**Baris Masukan:**
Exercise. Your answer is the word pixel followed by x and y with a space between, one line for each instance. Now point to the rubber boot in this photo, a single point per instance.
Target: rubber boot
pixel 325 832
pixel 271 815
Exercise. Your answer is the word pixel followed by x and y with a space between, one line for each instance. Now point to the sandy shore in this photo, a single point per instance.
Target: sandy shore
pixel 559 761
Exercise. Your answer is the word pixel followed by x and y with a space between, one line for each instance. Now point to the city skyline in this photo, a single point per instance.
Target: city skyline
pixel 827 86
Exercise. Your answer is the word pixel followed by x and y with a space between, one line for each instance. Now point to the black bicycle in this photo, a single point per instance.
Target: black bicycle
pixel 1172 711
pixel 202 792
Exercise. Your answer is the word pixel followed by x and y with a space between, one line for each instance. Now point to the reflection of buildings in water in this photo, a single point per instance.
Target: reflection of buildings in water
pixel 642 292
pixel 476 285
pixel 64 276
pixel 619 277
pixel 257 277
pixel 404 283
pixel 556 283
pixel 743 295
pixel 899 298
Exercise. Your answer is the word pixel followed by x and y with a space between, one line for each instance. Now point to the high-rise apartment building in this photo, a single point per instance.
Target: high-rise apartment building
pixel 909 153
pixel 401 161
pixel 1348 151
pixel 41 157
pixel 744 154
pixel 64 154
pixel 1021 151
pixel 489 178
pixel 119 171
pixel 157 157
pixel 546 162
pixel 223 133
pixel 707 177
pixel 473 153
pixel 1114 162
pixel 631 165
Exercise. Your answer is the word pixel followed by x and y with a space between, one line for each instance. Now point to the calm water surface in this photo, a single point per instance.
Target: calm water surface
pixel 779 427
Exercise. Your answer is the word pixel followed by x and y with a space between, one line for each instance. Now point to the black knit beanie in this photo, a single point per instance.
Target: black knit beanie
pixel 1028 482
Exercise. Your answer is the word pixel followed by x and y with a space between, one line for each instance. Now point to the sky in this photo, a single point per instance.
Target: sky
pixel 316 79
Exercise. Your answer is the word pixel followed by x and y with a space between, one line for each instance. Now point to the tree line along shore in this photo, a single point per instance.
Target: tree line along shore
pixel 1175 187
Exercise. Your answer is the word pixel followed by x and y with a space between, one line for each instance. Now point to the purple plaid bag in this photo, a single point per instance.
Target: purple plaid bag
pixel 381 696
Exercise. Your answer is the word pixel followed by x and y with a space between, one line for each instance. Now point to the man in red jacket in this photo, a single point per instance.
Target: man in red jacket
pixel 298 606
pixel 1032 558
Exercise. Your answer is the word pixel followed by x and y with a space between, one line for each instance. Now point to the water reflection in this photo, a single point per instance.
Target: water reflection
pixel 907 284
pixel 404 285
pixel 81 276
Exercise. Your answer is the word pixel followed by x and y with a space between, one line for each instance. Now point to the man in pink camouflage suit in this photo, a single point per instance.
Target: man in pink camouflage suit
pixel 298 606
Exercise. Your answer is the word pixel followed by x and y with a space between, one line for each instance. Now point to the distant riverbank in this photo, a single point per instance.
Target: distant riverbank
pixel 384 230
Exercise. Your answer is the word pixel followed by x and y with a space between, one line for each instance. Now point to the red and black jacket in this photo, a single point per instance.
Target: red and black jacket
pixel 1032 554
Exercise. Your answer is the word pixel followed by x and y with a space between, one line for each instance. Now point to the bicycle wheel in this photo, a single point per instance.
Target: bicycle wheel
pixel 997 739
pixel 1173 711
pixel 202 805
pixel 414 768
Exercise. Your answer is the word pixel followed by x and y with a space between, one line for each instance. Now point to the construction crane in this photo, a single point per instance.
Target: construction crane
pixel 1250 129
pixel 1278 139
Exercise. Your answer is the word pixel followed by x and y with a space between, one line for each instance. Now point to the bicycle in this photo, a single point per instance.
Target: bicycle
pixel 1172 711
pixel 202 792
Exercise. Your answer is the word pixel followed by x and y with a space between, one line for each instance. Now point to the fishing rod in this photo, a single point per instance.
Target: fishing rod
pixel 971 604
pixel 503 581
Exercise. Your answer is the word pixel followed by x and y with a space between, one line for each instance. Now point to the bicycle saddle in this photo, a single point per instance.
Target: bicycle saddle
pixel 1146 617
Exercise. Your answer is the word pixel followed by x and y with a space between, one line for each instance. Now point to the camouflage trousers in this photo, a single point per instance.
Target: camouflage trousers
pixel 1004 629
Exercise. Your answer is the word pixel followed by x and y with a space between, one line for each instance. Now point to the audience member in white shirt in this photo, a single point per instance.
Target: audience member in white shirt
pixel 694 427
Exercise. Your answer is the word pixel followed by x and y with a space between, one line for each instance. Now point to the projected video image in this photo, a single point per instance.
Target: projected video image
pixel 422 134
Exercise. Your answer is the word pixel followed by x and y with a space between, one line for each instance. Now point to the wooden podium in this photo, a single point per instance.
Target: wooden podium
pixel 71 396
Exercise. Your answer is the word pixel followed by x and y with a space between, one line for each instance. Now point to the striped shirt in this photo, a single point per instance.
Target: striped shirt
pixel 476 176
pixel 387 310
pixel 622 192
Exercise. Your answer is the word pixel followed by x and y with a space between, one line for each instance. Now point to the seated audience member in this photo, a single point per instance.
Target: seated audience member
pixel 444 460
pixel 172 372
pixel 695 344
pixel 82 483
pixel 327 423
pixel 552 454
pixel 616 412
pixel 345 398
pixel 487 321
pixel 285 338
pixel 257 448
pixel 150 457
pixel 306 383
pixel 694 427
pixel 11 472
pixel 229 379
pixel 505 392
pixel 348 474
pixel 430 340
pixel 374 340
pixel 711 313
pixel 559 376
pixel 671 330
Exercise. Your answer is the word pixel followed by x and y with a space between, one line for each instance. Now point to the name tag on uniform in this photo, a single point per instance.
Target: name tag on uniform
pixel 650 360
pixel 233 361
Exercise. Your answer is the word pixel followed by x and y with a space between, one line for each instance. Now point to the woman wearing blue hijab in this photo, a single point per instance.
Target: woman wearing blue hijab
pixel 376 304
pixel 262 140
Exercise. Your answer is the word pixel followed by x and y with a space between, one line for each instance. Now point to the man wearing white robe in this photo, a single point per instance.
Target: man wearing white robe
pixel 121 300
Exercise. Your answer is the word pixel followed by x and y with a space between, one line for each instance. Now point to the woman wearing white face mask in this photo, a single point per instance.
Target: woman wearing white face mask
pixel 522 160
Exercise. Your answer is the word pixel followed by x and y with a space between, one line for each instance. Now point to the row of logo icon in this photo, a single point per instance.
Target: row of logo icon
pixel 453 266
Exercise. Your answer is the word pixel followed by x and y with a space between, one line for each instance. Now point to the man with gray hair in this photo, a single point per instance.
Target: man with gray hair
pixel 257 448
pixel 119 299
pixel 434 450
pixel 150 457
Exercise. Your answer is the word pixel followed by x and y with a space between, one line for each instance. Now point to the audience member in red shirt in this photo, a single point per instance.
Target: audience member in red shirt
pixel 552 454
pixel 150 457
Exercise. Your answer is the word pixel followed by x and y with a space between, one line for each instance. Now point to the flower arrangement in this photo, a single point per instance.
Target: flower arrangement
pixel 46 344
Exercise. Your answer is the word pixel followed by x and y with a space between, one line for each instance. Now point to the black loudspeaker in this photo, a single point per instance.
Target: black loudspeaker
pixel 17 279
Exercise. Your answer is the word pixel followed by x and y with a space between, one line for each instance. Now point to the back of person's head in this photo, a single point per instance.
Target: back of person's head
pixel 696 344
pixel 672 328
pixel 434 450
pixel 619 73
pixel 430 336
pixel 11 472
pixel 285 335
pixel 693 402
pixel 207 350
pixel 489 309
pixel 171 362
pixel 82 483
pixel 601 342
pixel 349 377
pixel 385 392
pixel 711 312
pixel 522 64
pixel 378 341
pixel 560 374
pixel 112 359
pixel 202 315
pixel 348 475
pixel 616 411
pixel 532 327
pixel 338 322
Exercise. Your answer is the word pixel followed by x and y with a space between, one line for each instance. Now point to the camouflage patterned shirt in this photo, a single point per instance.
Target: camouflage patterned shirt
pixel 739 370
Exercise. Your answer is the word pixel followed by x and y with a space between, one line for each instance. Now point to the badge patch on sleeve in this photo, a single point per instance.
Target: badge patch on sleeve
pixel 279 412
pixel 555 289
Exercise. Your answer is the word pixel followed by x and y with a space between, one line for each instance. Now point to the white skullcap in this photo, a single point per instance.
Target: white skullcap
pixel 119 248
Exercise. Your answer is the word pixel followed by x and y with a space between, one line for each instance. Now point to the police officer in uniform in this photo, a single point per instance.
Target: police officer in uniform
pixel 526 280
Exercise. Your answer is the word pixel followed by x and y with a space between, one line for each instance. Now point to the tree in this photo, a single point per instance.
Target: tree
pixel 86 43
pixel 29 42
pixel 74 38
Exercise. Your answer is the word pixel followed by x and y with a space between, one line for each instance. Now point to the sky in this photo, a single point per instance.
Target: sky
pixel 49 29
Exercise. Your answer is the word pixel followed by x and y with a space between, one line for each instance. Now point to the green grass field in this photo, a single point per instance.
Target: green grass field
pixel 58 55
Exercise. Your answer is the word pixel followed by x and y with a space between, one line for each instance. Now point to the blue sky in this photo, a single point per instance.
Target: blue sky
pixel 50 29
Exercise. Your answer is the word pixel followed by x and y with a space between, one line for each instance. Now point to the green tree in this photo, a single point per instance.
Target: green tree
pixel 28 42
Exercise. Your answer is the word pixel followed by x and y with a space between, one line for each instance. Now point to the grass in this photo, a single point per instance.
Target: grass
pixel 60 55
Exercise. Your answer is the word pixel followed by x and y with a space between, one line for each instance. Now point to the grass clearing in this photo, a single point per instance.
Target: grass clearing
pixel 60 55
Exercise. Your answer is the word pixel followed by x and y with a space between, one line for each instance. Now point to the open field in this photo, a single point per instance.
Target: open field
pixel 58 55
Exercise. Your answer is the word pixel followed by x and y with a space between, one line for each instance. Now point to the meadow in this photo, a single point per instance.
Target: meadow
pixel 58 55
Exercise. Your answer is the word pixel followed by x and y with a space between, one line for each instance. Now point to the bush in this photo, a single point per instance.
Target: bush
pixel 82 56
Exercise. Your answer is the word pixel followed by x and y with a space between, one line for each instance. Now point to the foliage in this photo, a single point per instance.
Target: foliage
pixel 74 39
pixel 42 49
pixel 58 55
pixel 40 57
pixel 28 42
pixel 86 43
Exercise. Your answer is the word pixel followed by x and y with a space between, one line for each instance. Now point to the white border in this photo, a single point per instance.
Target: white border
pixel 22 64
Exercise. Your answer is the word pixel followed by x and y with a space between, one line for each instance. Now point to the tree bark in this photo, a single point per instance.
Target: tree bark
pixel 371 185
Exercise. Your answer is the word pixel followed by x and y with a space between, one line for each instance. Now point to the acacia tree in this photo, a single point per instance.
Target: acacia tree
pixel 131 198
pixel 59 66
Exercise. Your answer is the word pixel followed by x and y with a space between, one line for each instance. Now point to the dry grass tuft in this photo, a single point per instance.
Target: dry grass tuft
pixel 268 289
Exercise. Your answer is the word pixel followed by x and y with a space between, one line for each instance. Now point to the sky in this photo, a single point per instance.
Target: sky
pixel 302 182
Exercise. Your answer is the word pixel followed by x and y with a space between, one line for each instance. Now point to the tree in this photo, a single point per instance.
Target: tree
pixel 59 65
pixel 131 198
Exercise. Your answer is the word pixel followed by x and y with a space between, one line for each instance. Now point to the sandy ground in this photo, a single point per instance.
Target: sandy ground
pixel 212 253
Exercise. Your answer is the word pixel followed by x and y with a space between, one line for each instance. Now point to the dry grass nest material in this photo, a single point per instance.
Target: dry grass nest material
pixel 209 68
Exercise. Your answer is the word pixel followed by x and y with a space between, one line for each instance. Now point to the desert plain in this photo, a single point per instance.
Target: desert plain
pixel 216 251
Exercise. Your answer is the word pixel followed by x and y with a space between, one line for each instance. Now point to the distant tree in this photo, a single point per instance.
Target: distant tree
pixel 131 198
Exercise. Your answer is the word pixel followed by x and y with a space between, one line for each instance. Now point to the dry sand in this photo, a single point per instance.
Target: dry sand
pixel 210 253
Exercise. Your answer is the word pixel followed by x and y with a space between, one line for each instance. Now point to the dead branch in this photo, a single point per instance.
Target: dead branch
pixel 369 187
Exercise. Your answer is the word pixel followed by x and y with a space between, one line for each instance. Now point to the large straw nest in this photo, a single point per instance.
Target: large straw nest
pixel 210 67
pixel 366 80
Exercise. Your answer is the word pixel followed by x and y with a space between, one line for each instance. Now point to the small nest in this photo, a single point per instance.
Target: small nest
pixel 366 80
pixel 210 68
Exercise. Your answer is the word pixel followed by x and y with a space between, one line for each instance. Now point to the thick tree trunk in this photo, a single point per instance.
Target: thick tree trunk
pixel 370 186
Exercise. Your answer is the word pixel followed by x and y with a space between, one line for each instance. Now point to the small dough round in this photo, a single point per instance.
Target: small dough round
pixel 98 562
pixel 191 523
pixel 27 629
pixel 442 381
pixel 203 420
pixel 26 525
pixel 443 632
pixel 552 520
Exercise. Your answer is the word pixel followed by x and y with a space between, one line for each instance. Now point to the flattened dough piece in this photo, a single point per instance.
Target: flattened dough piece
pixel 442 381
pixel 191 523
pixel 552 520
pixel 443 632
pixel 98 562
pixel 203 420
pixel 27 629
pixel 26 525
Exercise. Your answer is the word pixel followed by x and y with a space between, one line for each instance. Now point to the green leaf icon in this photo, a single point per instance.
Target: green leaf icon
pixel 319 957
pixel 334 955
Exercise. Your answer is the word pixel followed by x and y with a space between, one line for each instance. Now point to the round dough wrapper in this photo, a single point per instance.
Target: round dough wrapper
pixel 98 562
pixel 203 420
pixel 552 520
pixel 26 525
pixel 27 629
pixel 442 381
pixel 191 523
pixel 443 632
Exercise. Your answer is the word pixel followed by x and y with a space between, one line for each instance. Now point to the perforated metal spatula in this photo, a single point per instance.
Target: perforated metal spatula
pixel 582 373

**Perintah:**
Bisakah Anda mencetak ulang tanpa perubahan apa pun baris-baris dari baris yang memuat "to the flower" sampai baris yang memuat "pixel 739 370", termasuk kedua baris tersebut?

**Hasil Latihan:**
Exercise. Your answer is the word pixel followed by x and y with a space between, one line for each instance. Now point to the flower arrangement in this photo, a single point per instance.
Target: flower arrangement
pixel 46 344
Exercise. Your answer is the word pixel followed by x and y with a space between, one line for each instance. Now point to the black loudspeaker in this photo, a single point per instance.
Target: black loudspeaker
pixel 17 279
Exercise. Your answer is the word pixel followed by x and y with a space between, one line for each instance. Now point to the back of person's head in this photo, a single point per instance.
Target: back of person's head
pixel 696 344
pixel 672 328
pixel 434 450
pixel 619 73
pixel 430 336
pixel 11 472
pixel 285 335
pixel 693 402
pixel 207 350
pixel 489 309
pixel 171 362
pixel 82 483
pixel 601 342
pixel 349 377
pixel 385 392
pixel 711 312
pixel 522 64
pixel 378 341
pixel 560 374
pixel 112 359
pixel 202 315
pixel 348 475
pixel 616 411
pixel 532 327
pixel 338 322
Exercise. Your answer is the word pixel followed by x and y with a space between, one line for each instance. Now point to the camouflage patterned shirt in this photo, a single point per instance.
Target: camouflage patterned shirt
pixel 739 370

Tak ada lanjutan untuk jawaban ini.